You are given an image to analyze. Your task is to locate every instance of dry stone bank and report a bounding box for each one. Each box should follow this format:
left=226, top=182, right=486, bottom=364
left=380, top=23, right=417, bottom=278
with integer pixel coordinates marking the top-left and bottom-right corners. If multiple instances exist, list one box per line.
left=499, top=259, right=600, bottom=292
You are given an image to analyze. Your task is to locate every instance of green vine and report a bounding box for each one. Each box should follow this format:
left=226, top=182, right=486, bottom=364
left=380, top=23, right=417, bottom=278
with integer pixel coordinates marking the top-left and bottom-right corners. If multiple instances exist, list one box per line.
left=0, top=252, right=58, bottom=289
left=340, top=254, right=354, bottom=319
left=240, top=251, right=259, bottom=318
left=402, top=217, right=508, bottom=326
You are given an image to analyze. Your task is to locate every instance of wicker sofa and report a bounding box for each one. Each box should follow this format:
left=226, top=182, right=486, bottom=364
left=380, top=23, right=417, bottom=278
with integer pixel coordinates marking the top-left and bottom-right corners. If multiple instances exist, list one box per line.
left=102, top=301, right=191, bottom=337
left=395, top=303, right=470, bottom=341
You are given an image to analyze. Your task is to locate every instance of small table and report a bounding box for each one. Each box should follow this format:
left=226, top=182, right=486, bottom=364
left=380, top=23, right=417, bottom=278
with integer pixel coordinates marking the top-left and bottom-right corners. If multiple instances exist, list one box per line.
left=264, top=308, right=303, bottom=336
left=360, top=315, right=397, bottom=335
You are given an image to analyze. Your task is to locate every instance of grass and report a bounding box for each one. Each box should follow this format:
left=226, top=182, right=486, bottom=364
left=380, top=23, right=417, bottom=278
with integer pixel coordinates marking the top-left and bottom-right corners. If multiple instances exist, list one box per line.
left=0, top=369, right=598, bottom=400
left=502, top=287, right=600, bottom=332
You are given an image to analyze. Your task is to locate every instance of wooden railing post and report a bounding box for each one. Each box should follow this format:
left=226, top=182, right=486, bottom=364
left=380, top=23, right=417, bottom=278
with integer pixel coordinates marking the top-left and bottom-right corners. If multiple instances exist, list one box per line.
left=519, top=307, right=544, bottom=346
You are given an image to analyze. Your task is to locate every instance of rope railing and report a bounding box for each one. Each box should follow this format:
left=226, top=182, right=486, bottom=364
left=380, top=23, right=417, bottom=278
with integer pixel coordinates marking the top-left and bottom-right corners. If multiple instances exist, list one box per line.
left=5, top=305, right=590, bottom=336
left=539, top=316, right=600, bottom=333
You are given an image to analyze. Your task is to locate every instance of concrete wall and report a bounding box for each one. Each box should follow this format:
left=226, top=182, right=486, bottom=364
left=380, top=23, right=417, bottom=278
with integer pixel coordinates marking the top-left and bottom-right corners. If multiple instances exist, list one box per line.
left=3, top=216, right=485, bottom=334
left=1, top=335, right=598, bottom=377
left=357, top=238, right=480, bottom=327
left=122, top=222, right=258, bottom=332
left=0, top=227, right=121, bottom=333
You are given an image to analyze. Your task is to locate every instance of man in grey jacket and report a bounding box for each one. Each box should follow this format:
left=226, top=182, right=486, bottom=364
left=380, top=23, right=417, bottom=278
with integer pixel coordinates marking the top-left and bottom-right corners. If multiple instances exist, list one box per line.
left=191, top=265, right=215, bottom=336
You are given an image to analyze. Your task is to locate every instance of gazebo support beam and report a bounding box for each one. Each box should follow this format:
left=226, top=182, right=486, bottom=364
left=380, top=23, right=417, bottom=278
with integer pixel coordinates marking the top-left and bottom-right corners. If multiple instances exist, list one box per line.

____

WORK INSTRUCTION
Please copy each record shown above exactly.

TASK ANSWER
You are given an image to analyze. Your task is to locate every instance of dry stone bank and report a bounding box for each one. Each box should follow this format:
left=226, top=182, right=486, bottom=364
left=380, top=23, right=417, bottom=278
with integer pixel coordinates marking the top-left and bottom-right corners. If multiple instances exist, list one box per line.
left=499, top=259, right=600, bottom=292
You are given an image to analyze. Your task is to locate every instance of green vine and report a bounding box for each one. Each box should follow this format:
left=226, top=182, right=486, bottom=364
left=380, top=23, right=417, bottom=278
with integer pixel coordinates marking the top-left and bottom-right corners. If multiple instances exist, list one box per line.
left=0, top=252, right=58, bottom=289
left=340, top=254, right=354, bottom=319
left=240, top=251, right=259, bottom=318
left=402, top=217, right=508, bottom=326
You are given an image to analyze. Your task is to locate every instance of wicker sofa and report a bounding box for each one. Each box should follow this format:
left=226, top=182, right=486, bottom=364
left=380, top=23, right=417, bottom=278
with integer pixel coordinates marking the top-left and bottom-right corners. If multiple instances exist, list one box per line.
left=102, top=301, right=191, bottom=337
left=395, top=303, right=470, bottom=341
You are given an image to analyze. Your task is to locate every instance of small table and report a bounding box for each one. Each box should follow this format:
left=226, top=182, right=486, bottom=364
left=380, top=23, right=417, bottom=278
with integer pixel coordinates marking the top-left and bottom-right corners. If multiple instances exist, list one box per line.
left=264, top=308, right=303, bottom=336
left=360, top=315, right=397, bottom=335
You are given an image to analyze. Your task is to locate every instance of grass and report a bounding box for each one. Each box should follow this format:
left=226, top=182, right=486, bottom=364
left=380, top=23, right=417, bottom=278
with integer pixel coordinates marking the top-left and bottom-right corners. If multiple instances exist, list one box per line.
left=0, top=369, right=598, bottom=400
left=502, top=287, right=600, bottom=332
You are given an image to analyze. Your task is to locate every instance of wooden railing post and report a bounding box for each one. Each box should follow this format:
left=226, top=182, right=486, bottom=364
left=380, top=23, right=417, bottom=278
with integer pixel coordinates marking the top-left and bottom-right corners. If multiple instances exist, list one box per line.
left=519, top=307, right=544, bottom=346
You are given an image to analyze. Your task is to locate every instance of rope railing and report a bounding box for each one. Each box should follow this format:
left=226, top=182, right=486, bottom=364
left=380, top=23, right=417, bottom=278
with integer pixel coordinates marking the top-left and bottom-right corners. If multiple instances exist, list one box per line.
left=5, top=305, right=590, bottom=336
left=539, top=316, right=600, bottom=333
You are given an image to analyze. Your task is to locate every instance of concrete wall and report a bounding box for each one. Each box should follow this format:
left=226, top=182, right=486, bottom=364
left=380, top=23, right=417, bottom=278
with integer pixel coordinates marking the top-left and bottom-right corners. If multiple instances exist, list one box per line.
left=3, top=216, right=485, bottom=334
left=1, top=335, right=598, bottom=377
left=357, top=238, right=480, bottom=327
left=122, top=222, right=258, bottom=332
left=0, top=227, right=121, bottom=333
You are given an image to analyze. Your task is to locate every instance of man in grey jacket and report a bounding box for each one. Each box should follow this format:
left=226, top=182, right=486, bottom=364
left=380, top=23, right=417, bottom=278
with integer pixel coordinates marking the top-left and bottom-right corners. If multiple instances exist, list one box per line.
left=191, top=265, right=215, bottom=336
You are given an image to analyze. Your task is to locate every instance of gazebo support beam and report a bounding box for each one. Each box should follow this format:
left=226, top=182, right=486, bottom=364
left=380, top=23, right=417, bottom=278
with integer pixel coordinates marking the top-left and bottom-right corners. If multiple instances exist, list one box per line.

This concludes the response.